▶ [What is required]
Retype each line of the material exactly, please, skipping any picture in it.
[Input records]
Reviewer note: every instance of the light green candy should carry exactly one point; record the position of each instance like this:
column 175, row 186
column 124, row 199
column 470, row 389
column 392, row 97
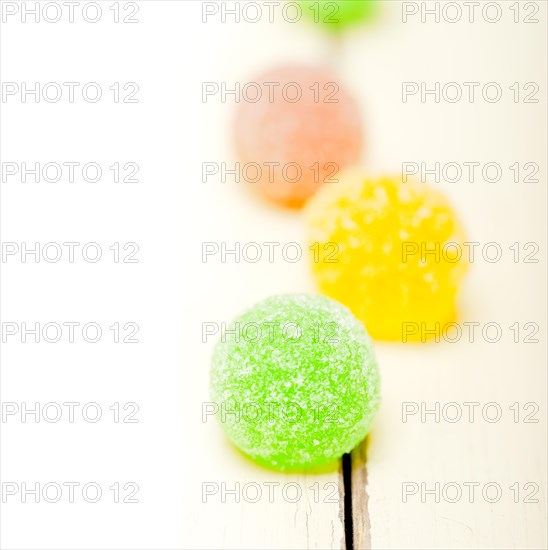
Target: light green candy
column 295, row 382
column 337, row 14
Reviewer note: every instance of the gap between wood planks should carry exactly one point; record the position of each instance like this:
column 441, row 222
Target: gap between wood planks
column 355, row 504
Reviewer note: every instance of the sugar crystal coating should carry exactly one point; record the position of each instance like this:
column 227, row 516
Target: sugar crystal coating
column 395, row 253
column 302, row 130
column 295, row 381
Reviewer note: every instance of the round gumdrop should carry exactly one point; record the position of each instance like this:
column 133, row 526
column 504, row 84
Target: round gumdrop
column 390, row 251
column 295, row 128
column 339, row 14
column 295, row 381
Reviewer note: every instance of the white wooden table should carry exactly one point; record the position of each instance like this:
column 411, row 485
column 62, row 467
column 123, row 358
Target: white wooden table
column 403, row 484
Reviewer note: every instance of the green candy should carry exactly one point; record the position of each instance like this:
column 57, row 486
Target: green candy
column 338, row 14
column 294, row 381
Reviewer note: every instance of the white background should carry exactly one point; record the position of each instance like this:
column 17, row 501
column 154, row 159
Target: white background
column 170, row 292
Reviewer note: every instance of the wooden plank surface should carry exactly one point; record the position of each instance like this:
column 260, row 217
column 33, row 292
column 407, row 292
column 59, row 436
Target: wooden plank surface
column 190, row 477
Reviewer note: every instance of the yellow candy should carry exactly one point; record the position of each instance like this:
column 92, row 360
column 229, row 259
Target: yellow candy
column 392, row 252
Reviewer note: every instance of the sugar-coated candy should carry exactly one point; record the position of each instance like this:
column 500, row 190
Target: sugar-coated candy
column 295, row 382
column 390, row 251
column 339, row 14
column 296, row 128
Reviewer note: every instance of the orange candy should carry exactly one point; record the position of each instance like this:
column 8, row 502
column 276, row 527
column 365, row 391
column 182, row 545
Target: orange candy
column 296, row 127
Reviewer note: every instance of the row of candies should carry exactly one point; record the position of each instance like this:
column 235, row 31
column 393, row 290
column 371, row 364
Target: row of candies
column 376, row 241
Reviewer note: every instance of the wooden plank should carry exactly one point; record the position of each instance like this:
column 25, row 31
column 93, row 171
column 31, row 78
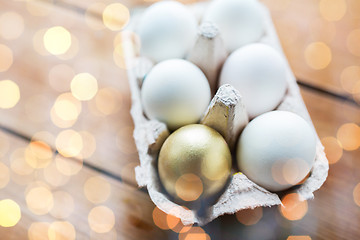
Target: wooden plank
column 73, row 199
column 40, row 85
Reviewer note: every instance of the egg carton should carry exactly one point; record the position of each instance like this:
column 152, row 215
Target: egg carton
column 226, row 113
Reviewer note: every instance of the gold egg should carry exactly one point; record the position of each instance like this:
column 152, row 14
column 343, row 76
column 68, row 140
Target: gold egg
column 194, row 162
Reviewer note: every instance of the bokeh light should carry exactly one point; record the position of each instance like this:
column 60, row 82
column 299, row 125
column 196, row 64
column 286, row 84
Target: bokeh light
column 10, row 213
column 4, row 144
column 39, row 200
column 332, row 10
column 9, row 93
column 38, row 154
column 356, row 194
column 60, row 77
column 11, row 25
column 57, row 40
column 116, row 16
column 61, row 230
column 97, row 189
column 84, row 86
column 101, row 219
column 38, row 231
column 68, row 167
column 318, row 55
column 349, row 136
column 352, row 41
column 69, row 143
column 6, row 58
column 293, row 207
column 63, row 205
column 189, row 187
column 350, row 78
column 249, row 217
column 4, row 175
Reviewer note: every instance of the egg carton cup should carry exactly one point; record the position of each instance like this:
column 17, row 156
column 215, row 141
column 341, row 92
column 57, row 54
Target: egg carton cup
column 227, row 114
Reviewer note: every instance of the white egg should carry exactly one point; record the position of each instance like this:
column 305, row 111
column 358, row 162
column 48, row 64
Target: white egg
column 167, row 30
column 240, row 21
column 175, row 92
column 276, row 150
column 258, row 72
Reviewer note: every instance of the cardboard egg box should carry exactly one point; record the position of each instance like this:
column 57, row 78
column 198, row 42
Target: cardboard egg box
column 227, row 114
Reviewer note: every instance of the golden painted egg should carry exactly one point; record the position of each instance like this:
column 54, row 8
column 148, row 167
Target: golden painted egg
column 194, row 162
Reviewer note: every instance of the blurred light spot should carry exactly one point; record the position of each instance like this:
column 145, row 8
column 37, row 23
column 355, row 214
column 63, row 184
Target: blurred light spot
column 4, row 175
column 38, row 231
column 299, row 238
column 116, row 16
column 333, row 149
column 101, row 219
column 111, row 235
column 57, row 40
column 38, row 154
column 9, row 93
column 89, row 144
column 356, row 194
column 249, row 216
column 61, row 230
column 332, row 10
column 108, row 101
column 38, row 42
column 195, row 233
column 6, row 58
column 39, row 200
column 97, row 189
column 353, row 41
column 349, row 136
column 84, row 86
column 10, row 213
column 11, row 25
column 68, row 167
column 65, row 110
column 318, row 55
column 69, row 143
column 63, row 205
column 40, row 9
column 18, row 162
column 4, row 144
column 293, row 208
column 160, row 219
column 60, row 77
column 90, row 19
column 189, row 187
column 54, row 177
column 350, row 77
column 122, row 140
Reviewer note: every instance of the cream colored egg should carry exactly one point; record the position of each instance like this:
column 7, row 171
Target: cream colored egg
column 166, row 30
column 277, row 150
column 175, row 92
column 258, row 72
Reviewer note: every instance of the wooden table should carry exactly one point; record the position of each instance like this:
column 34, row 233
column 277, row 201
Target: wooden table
column 69, row 164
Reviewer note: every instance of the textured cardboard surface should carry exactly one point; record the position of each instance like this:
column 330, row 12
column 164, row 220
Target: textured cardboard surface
column 241, row 193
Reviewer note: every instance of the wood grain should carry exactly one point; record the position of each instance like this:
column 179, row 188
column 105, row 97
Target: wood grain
column 132, row 208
[/Input records]
▶ [Exercise answer]
Reviewer note: every instance of the light green candy should carry exactly one point; record the position of each instance like this:
column 175, row 186
column 124, row 199
column 470, row 389
column 392, row 97
Target: light green candy
column 295, row 382
column 337, row 14
Reviewer note: every instance of the gap between wood planks should carry exactly one point; record the position of each instance like this:
column 441, row 222
Target: gap between wood planks
column 355, row 504
Reviewer note: every instance of the sugar crystal coating should carry exactly one point; record the position of each instance like this:
column 227, row 516
Target: sugar crystal coating
column 395, row 253
column 302, row 130
column 295, row 381
Reviewer note: every instance of the round gumdrop should carry exactly one point; record the position of each instance like this:
column 133, row 526
column 504, row 84
Target: round gumdrop
column 390, row 251
column 295, row 128
column 339, row 14
column 295, row 381
Reviewer note: every instance of the white wooden table should carry exactly one point; record the position of each instance like this:
column 411, row 485
column 62, row 467
column 123, row 358
Target: white wooden table
column 403, row 484
Reviewer note: every instance of the green candy should carry exactly one point; record the position of each instance like this:
column 57, row 486
Target: green candy
column 338, row 14
column 294, row 381
Reviewer note: every instance of the white background should carry exactly one point; record the position of each instance like this:
column 17, row 501
column 154, row 159
Target: white background
column 170, row 292
Reviewer note: every instance of the wooden plank surface should carry exactly one point; record the position of each instance like this:
column 260, row 217
column 33, row 292
column 407, row 292
column 59, row 436
Target: wooden plank surface
column 190, row 477
Reviewer note: every instance of the yellow candy should carry exactly one point; record the position of each instance like this:
column 92, row 360
column 229, row 259
Target: yellow candy
column 392, row 252
Reviewer note: every instance of the sugar-coated candy should carry exactly one point; record the position of each instance like this:
column 500, row 190
Target: sugar-coated candy
column 295, row 382
column 390, row 251
column 339, row 14
column 296, row 128
Reviewer note: every instance of the orange candy should carry exactly one point; record the position of each instance like this:
column 8, row 502
column 276, row 527
column 365, row 391
column 182, row 545
Target: orange candy
column 296, row 127
Reviewer note: every instance of the row of candies should carry exactly one point; record the position of each instance like this:
column 235, row 31
column 393, row 290
column 371, row 364
Target: row of candies
column 376, row 241
Reviewer note: every instance of the wooden plank should carry exactly one point; record the position of each instance like this:
column 25, row 31
column 93, row 171
column 31, row 78
Target: wooden plank
column 73, row 199
column 40, row 85
Reviewer note: every instance of the egg carton should carry exactly one point; record the position of each instance like this:
column 152, row 215
Target: egg carton
column 226, row 113
Reviewer note: every instance of the gold egg should carry exactly one point; record the position of each instance like this:
column 152, row 14
column 343, row 76
column 68, row 140
Target: gold egg
column 194, row 162
Reviewer note: every instance of the bokeh light should carry exactly one point; record the position of each instance like this:
column 60, row 82
column 299, row 125
column 196, row 64
column 286, row 84
Target: bokeh light
column 10, row 213
column 4, row 144
column 39, row 200
column 332, row 10
column 9, row 93
column 38, row 154
column 356, row 194
column 60, row 77
column 11, row 25
column 57, row 40
column 116, row 16
column 61, row 230
column 97, row 189
column 84, row 86
column 101, row 219
column 38, row 231
column 68, row 167
column 318, row 55
column 349, row 136
column 352, row 41
column 69, row 143
column 6, row 58
column 293, row 207
column 63, row 205
column 189, row 187
column 350, row 78
column 249, row 217
column 4, row 175
Reviewer note: every instance of the egg carton cup should carry exactly one point; record the position of each instance like this:
column 17, row 156
column 215, row 141
column 341, row 92
column 57, row 54
Target: egg carton cup
column 227, row 114
Reviewer note: every instance of the white egg should carry exactly one point; record the position of each instance like this:
column 305, row 111
column 358, row 162
column 48, row 64
Target: white egg
column 167, row 30
column 240, row 21
column 175, row 92
column 276, row 150
column 258, row 72
Reviewer note: every instance of the cardboard egg box should carry exactly one point; record the position of each instance like this:
column 57, row 78
column 198, row 42
Target: cardboard egg box
column 227, row 114
Reviewer note: every instance of the golden painted egg should carry exactly one point; record the position of each instance like this:
column 54, row 8
column 148, row 167
Target: golden painted egg
column 194, row 162
Reviewer note: every instance of the blurred light spot should carry exactly one point; record the position of each instance like this:
column 145, row 8
column 37, row 23
column 355, row 214
column 63, row 184
Target: blurred light spot
column 4, row 175
column 38, row 231
column 299, row 238
column 116, row 16
column 333, row 149
column 101, row 219
column 111, row 235
column 57, row 40
column 38, row 154
column 9, row 93
column 89, row 144
column 356, row 194
column 249, row 216
column 61, row 230
column 332, row 10
column 108, row 101
column 38, row 42
column 195, row 233
column 6, row 58
column 39, row 200
column 97, row 189
column 353, row 41
column 349, row 136
column 84, row 86
column 10, row 213
column 11, row 25
column 68, row 167
column 65, row 110
column 318, row 55
column 69, row 143
column 63, row 205
column 40, row 9
column 18, row 162
column 4, row 144
column 293, row 208
column 160, row 219
column 60, row 77
column 90, row 19
column 189, row 187
column 54, row 177
column 350, row 77
column 122, row 140
Reviewer note: every instance of the cream colored egg should carry exactly one point; record the position of each instance like this:
column 7, row 171
Target: cream colored egg
column 166, row 30
column 277, row 150
column 175, row 92
column 258, row 72
Reviewer note: every instance of the wooden table should carry exactly one point; record the position of each instance like this:
column 34, row 233
column 277, row 201
Target: wooden table
column 69, row 164
Reviewer note: every instance of the textured cardboard surface should carry exactly one point; record the position of each instance like this:
column 330, row 12
column 164, row 220
Target: textured cardboard surface
column 241, row 193
Reviewer note: every instance of the wood grain should carry exactly one point; record the position of each instance like this:
column 179, row 188
column 105, row 97
Target: wood grain
column 132, row 208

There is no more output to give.